__本文__
┌──

Ameba Ownd

アプリで簡単、無料ホームページ作成

Kazu Bike Journey

Okinawa 沖縄 #2 Day 256 (05/01/24) 旧中城間切 中城村 (14) Soeshi Hamlet 添石集落

2024.01.06 06:01

旧中城間切 中城村 添石集落 (そえし、シーシ)

門口原 (ジョーグチバル)

前原 (めーばる)

豊川原 (トゥイカーバル)

尻原 (シリバル)

自転車走行距離:40.64km、ウォーキング距離: 9.5km




ここ数回は丘陵の上にある集落を巡ってきたが、今日は久しぶりに中城湾に面した平野地域にある添石集落を巡る。急な坂道を自転車で登らないで良いので楽に回れるだろう。


旧中城間切 中城村 添石集落 (そえし、シーシ)

添石は中城平野の北部に位置し、北西の丘陵斜面部から国道を越え、東側の平野部に広がり、東は中城湾に面し北は伊舎堂、南は屋宜、西は登叉に接する。添石は浜原 (ハマバル)、前原 (メーバル)、門口原 (ジョーグチバル)、尻原 (シリバル)、豊川原 (トウィカーバル) の5つの小字からなる。集落は国道から東側の門口原一帯に集中している。前原は農業耕作地、浜原の海岸側一帯は工場地帯になっている。

集落が始まったのは、中城グスクの東側下方 (字泊の古島原) に照屋村と沖縄成田山福泉寺の敷地となっている周辺一帯にあった添石村からと伝わっている。 沖縄成田山福泉寺の下方から青磁片などの遺物が採取されていることや、さらに同施設内には、 古井戸が残されていることからこの一帯が集落跡であったことがうかがえる。

1713年の琉球国由来記、1731年の琉球国旧記にも照屋村の記載がある。その後、照屋村が添石村に統合されたと考えられている。 18世紀中葉に琉球王府が土地農業政策改革の基礎事業として実施した乾隆検地の測量結果に基づき作成された針図をもとに18世紀末頃に編集された地図の「琉球国之図 間切図 (下の図) 」では添石村 (照屋村の記載はない) は現在の場所に移動している。添石村が、いつ頃現在地に移動してきたのか定かではないのだが、異常から見ると、1730年代から1750年代には移送していたと思われる。照屋村が添石村に統合されたのは、現在地に移動するときと考えるのが自然と思われる。首里王府時代の間切の駅 (番所) は添石邑に置かれていた。球陽には、1729年に中城グスク内の殿が撤去され、そこに住民によって瓦屋の中城郡駅 (番所) が置かれたとある。

琉球王国時代の添石村は、現在の登又の一部、節森原、大瀬原、三田原、添石登原、大田原、添石袖花原を含めた地域だった。これら地域は1902年 (明治36年) に行政区として独立し、地籍の変更は1945年 (昭和20年) に行われた。

└──

__提供記録__
┌──

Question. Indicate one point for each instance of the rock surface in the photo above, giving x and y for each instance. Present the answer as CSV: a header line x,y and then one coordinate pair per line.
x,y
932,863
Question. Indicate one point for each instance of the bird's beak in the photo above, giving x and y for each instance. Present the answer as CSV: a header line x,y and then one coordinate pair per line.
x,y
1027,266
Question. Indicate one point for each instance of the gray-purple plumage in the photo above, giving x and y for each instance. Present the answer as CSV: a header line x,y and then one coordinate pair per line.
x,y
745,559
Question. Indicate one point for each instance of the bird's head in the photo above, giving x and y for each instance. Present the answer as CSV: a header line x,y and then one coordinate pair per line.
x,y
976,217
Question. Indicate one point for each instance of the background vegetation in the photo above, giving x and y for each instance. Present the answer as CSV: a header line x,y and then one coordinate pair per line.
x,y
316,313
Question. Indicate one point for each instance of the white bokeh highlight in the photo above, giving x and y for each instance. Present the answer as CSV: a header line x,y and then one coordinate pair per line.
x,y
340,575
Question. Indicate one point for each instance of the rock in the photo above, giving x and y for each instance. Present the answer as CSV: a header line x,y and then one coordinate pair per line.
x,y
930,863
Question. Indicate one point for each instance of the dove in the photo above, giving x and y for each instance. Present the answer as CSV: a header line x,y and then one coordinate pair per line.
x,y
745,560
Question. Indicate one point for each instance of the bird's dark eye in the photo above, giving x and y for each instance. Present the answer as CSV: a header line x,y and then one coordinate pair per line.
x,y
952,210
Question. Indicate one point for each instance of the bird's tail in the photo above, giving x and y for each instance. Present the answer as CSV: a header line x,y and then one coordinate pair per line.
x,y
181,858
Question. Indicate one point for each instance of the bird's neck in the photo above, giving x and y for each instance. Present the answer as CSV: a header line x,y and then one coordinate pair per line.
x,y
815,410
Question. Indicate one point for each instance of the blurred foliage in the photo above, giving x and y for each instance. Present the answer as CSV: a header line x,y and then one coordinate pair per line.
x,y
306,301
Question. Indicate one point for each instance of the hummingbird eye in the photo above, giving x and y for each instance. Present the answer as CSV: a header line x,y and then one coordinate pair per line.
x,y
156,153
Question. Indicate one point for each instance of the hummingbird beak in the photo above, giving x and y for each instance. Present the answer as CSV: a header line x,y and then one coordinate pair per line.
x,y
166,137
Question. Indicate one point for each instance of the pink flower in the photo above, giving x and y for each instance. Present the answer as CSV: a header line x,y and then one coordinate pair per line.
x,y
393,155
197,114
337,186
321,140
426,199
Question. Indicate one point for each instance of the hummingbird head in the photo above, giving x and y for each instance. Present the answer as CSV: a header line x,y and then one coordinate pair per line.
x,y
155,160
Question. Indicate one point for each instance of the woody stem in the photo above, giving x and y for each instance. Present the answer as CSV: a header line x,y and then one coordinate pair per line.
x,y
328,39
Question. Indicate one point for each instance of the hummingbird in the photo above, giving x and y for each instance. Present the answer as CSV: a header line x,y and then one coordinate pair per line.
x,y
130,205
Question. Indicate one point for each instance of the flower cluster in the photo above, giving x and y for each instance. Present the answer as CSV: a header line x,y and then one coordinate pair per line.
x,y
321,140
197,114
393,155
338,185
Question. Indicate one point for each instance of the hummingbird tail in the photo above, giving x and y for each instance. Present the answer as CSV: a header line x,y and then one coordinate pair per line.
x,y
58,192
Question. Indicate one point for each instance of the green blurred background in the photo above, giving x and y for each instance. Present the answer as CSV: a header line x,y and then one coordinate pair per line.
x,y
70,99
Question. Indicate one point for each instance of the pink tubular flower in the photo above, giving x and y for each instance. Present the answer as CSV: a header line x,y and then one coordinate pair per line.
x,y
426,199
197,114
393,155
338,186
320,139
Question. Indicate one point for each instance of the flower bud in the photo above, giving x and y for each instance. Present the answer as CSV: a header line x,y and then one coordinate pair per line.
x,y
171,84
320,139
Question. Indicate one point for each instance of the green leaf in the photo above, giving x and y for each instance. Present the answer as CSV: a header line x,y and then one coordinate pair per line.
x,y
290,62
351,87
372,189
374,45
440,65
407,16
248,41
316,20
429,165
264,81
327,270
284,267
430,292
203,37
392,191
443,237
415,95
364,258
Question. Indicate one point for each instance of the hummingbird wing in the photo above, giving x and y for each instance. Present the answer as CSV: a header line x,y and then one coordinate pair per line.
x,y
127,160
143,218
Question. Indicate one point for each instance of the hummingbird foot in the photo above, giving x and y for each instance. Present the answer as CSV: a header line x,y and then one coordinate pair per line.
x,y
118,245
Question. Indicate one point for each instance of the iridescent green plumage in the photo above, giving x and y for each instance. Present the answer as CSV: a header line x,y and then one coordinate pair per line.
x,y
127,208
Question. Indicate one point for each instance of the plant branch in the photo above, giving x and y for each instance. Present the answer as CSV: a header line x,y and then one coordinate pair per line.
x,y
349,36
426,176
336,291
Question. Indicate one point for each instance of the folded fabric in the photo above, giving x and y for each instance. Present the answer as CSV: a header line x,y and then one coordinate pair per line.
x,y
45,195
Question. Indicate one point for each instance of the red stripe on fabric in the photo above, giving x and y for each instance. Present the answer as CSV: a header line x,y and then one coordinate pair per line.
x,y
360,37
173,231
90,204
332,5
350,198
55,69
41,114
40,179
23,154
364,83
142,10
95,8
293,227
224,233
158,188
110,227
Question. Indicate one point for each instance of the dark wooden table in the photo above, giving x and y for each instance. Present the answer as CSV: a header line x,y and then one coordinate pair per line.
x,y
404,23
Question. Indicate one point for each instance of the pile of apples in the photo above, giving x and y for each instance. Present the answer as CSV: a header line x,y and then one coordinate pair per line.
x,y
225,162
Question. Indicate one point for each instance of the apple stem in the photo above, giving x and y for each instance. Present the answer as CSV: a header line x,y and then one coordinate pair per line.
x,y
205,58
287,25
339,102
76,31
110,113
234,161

└──

__練習問題__
1: 本文の「添石は中城平野の北部に位置し」で始まる段落を、主な事実を残したまま箇条書きに改めよ。
2: 本文の最後の文に続けて、その先を書け。

__解答例__
1:
- 位置:中城平野の北部。北西の丘陵斜面部から国道を越え、東側の平野部に広がる
- 境界:東は中城湾、北は伊舎堂、南は屋宜、西は登叉
- 小字:浜原、前原、門口原、尻原、豊川原の5つ
- 集落:国道から東側の門口原一帯に集中
- 土地利用:前原は農業耕作地、浜原の海岸側一帯は工場地帯

2:
字添石の民家分布を年代別の地図で見ると、明治時代には現在の国道329号線は存在せず、ケンドーと潮垣道 (スガチミチ) が走り、添石集落はケンドーの北側に集中している。沖縄戦後の1946年の地図では既に軍道13号線 (現在の国道329号線) の原型が集落の北側に見られ、集落の復興が始まっていることが判る。それ以降は民家の分布はほとんど変化は見られない。

明治時代の添石は現在の登又の一部も含んでおり、中城村では3~4番目に人口の多い字だった。明治26年には1,024人で三番目 (一番は津覇で1,265人) その後、屋取集落だった登又が独立し人口は1000人程から600人程になっている。沖縄戦では当時500人程の人口だったが、戦没者、帰還しない人もあり1946年には人口は半分に減少している。その後、人口は増加するのだが、戦前レベルまで戻るのがやっとだった。その後は小康状態が続いており、ここ数年は微増傾向にある。

明治時代には比較的人口の多い字だったが、現在では人口の少ない字となっている。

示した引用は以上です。